• About this exercise:
Output every record exactly and leave each picture out.

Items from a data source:
※
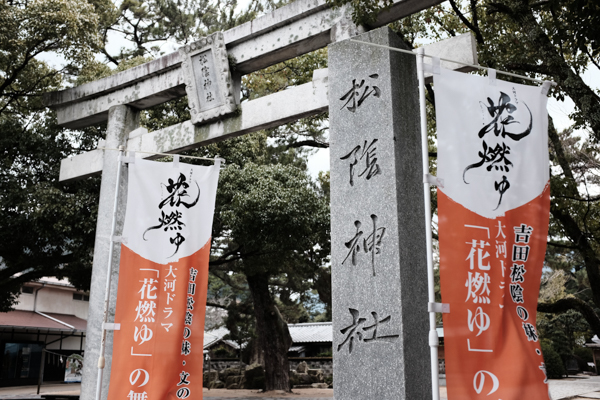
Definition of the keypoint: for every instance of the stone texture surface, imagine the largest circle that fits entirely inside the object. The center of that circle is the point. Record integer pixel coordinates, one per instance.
(379, 281)
(122, 120)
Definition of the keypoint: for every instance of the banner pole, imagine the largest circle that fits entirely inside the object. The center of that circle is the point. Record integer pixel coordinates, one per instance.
(433, 337)
(101, 360)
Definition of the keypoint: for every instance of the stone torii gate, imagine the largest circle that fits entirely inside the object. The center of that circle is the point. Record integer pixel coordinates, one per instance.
(376, 175)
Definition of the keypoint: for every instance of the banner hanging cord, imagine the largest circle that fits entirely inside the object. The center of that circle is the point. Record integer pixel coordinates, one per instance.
(433, 337)
(214, 159)
(455, 62)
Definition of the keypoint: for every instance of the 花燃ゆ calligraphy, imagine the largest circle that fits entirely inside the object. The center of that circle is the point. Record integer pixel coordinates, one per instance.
(495, 157)
(172, 209)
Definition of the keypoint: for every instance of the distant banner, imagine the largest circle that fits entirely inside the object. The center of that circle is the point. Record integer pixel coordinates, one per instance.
(493, 208)
(163, 277)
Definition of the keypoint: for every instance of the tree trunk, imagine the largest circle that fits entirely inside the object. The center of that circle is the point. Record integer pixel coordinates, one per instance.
(573, 303)
(274, 338)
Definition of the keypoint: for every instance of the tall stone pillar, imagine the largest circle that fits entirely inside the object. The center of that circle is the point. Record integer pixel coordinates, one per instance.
(121, 120)
(379, 282)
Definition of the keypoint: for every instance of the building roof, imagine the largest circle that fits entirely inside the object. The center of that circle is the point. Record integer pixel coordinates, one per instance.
(41, 321)
(316, 332)
(311, 332)
(215, 336)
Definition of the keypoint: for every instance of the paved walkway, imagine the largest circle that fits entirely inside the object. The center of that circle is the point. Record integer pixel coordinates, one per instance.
(574, 388)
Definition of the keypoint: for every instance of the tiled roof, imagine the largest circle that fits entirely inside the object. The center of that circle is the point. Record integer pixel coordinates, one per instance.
(316, 332)
(311, 332)
(32, 320)
(216, 335)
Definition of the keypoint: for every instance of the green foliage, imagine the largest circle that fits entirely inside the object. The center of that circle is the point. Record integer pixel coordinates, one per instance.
(48, 227)
(555, 368)
(64, 27)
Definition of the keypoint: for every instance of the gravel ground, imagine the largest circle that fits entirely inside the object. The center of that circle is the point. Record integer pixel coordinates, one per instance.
(579, 388)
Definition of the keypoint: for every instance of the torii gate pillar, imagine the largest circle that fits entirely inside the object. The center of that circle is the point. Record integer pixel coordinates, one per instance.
(121, 120)
(379, 270)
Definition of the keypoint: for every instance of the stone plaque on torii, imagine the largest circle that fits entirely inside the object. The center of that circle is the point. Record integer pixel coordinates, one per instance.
(385, 204)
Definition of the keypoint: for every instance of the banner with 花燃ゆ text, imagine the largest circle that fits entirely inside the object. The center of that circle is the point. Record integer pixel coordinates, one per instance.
(163, 278)
(493, 210)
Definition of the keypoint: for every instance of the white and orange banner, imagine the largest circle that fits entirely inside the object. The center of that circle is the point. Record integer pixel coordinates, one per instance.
(493, 209)
(163, 277)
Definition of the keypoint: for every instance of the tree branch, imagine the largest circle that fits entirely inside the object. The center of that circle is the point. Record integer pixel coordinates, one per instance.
(467, 23)
(310, 143)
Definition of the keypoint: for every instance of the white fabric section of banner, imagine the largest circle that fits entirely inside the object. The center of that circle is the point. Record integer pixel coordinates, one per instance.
(170, 208)
(486, 127)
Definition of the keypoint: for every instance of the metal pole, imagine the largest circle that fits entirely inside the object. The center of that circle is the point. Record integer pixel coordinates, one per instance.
(101, 360)
(433, 337)
(42, 365)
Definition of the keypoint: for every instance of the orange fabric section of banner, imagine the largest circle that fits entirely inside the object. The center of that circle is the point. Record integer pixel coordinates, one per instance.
(158, 352)
(490, 271)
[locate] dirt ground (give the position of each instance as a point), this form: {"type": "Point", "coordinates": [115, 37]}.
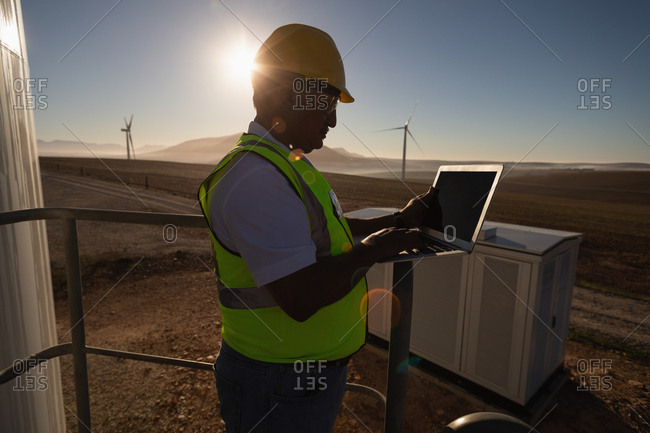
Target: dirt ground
{"type": "Point", "coordinates": [145, 292]}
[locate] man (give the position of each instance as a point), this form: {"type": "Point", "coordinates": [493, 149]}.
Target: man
{"type": "Point", "coordinates": [290, 277]}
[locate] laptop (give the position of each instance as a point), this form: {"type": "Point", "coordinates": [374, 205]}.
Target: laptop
{"type": "Point", "coordinates": [465, 193]}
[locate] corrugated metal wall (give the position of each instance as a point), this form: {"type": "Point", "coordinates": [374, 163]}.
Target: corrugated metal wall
{"type": "Point", "coordinates": [33, 402]}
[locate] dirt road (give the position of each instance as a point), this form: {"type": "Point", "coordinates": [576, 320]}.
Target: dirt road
{"type": "Point", "coordinates": [616, 318]}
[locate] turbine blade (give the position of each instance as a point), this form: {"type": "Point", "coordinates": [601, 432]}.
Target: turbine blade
{"type": "Point", "coordinates": [416, 142]}
{"type": "Point", "coordinates": [411, 115]}
{"type": "Point", "coordinates": [389, 129]}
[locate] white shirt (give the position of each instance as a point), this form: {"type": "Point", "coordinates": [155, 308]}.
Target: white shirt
{"type": "Point", "coordinates": [257, 213]}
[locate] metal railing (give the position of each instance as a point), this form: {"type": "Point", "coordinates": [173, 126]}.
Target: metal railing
{"type": "Point", "coordinates": [78, 348]}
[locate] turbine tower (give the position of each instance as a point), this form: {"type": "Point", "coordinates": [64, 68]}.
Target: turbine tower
{"type": "Point", "coordinates": [406, 131]}
{"type": "Point", "coordinates": [129, 139]}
※
• Result below:
Definition of the keypoint: for every instance of the stone texture surface, imagine the largest circle that fits entirely inside the object. The center of that circle is the point. Record integer pixel coordinates, one per instance.
(379, 281)
(122, 120)
Definition of the keypoint: for every instance of the banner pole, imagine the largest circle that fits entirely inside the object. The center of that circle is the point. Record integer pixel coordinates, one per instance.
(433, 337)
(101, 360)
Definition of the keypoint: for every instance of the stone torii gate, imagine the largest circle that fits entirely inside the object. The center of that circle is the point. Record integer pixel coordinates, one per instance.
(376, 175)
Definition of the keypoint: for every instance of the banner hanging cord, imagine the largest circle that fits entirely inside the object. The center of that circle is the point. Record integer pixel coordinates, one per instance.
(433, 337)
(214, 159)
(455, 62)
Definition of the keypoint: for every instance of the 花燃ゆ calligraphy, imagine the largest circle that fits entirely inside the object. The center of that circle is the point. Record integer pixel coordinates, one per instance.
(495, 157)
(172, 209)
Definition of the keypoint: for every instance of the distant banner, imagine the largest circle that fits entirely inside the object. The center of that circle is the point. Record integer pixel coordinates, one per instance.
(493, 208)
(163, 277)
Definition of the keypoint: for every instance of the tree trunk, imagine the largest circle that fits entirely inside the object. The center of that circle is the point. Record integer pixel coordinates, one per instance.
(573, 303)
(274, 338)
Definition of the keypoint: for every instance of the tall stone pillar, imagine the largest circle that fits entirely inside the object. The center of that circle is the point. Record integer pixel coordinates, one per instance.
(121, 120)
(379, 282)
Definition of the keypoint: for every instance of the building roof, imagine the largest circle that fits entirely inside the object. The center of that circle is the point. Record integer pixel coordinates, one per instance.
(41, 321)
(316, 332)
(311, 332)
(215, 336)
Definition of the keypoint: for every instance of the paved walkway, imagine the largest circle that fits entirely inside the object. The center of that circle is the point. Record integer pixel coordinates, one per instance.
(574, 388)
Definition of the keypoint: for every instance of the tiled roof, imagine the largest circle that fits entirely inside the object. The center of that circle is the point. Record integer pixel coordinates, one per instance.
(316, 332)
(311, 332)
(32, 320)
(216, 335)
Definition of the keypoint: for every instance of the green foliage, imagine the largest circle that fits entirely inside the object. The center of that circle is the point. Record integer pixel coordinates, one per instance.
(48, 227)
(555, 368)
(64, 27)
Definition of the keypoint: for every instance of the gravel ground, imagine the largest circle that fits entirely inside the object. The center of that circle is the point. Record integer pixel coordinates, one per instance.
(579, 388)
Definition of the keypoint: for every instance of the torii gate pillar, imagine the largest circle that fits entirely inside the object. The center of that circle is the point. Record integer pixel coordinates, one per instance.
(121, 120)
(379, 270)
Definition of the keypoint: for every instance of the stone plaque on torii, imagine the largest circle that fits entirely inside the object. The center of that circle is the point. Record integer pixel coordinates, one per instance.
(385, 204)
Definition of the keypoint: for every instance of the banner with 花燃ゆ text, imagine the largest circle that fits entirely inside the object. The center of that circle is the point. Record integer pixel coordinates, one per instance.
(163, 278)
(493, 210)
Definition of the keypoint: for every instance of the white and orange banner, imagine the largest circle that fits entirely inside the object. The center of that circle is the point. Record integer pixel coordinates, one per instance.
(493, 209)
(163, 277)
Definition of the keypoint: for every instance of the tree branch, imagine the largest circle that fits entirely inside the object. The center of that circle is the point. Record integer pixel coordinates, one per instance.
(467, 23)
(310, 143)
Definition of the keypoint: for every instance of the white fabric section of banner, imagine the largest circle that fits entirely inside the object. The center of that circle is the point. Record integer pixel coordinates, one per instance.
(170, 208)
(486, 127)
Definition of the keypoint: for every instance of the metal pole, imagine the largest circle that fits entirely inside the object. The center of that circle is the point. Record integer pixel coordinates, one per instance.
(101, 360)
(433, 337)
(42, 365)
Definition of the keypoint: for every instance of the orange fabric section of banner, imagine the largest circle that fits entirely inside the object. The center of that circle is the point. Record integer pixel coordinates, one per instance.
(158, 352)
(490, 271)
[locate] dirt ground (give the position of each instance as a point), this form: {"type": "Point", "coordinates": [115, 37]}.
Target: dirt ground
{"type": "Point", "coordinates": [145, 292]}
[locate] man (give the position of each instance as a point), this form: {"type": "Point", "coordinates": [493, 149]}.
Target: man
{"type": "Point", "coordinates": [290, 277]}
[locate] laptop (give the position of each instance as a point), this form: {"type": "Point", "coordinates": [374, 205]}.
Target: laptop
{"type": "Point", "coordinates": [465, 193]}
[locate] corrugated metal wall (give the position of each instance as a point), this form: {"type": "Point", "coordinates": [374, 163]}.
Target: corrugated metal wall
{"type": "Point", "coordinates": [33, 402]}
[locate] dirt road (give the position of each instance as a point), this form: {"type": "Point", "coordinates": [576, 320]}.
Target: dirt road
{"type": "Point", "coordinates": [616, 318]}
[locate] turbine blade (give the position of each instance as a point), this form: {"type": "Point", "coordinates": [601, 432]}.
Target: turbine blade
{"type": "Point", "coordinates": [416, 142]}
{"type": "Point", "coordinates": [411, 115]}
{"type": "Point", "coordinates": [389, 129]}
[locate] white shirt (give the position of each instance as a point), this form: {"type": "Point", "coordinates": [155, 308]}.
Target: white shirt
{"type": "Point", "coordinates": [257, 213]}
[locate] metal railing (give the position of each instance as a point), this form: {"type": "Point", "coordinates": [173, 126]}.
Target: metal railing
{"type": "Point", "coordinates": [78, 348]}
[locate] turbine tower (give the position of each instance as a point), this form: {"type": "Point", "coordinates": [64, 68]}.
Target: turbine tower
{"type": "Point", "coordinates": [406, 131]}
{"type": "Point", "coordinates": [129, 139]}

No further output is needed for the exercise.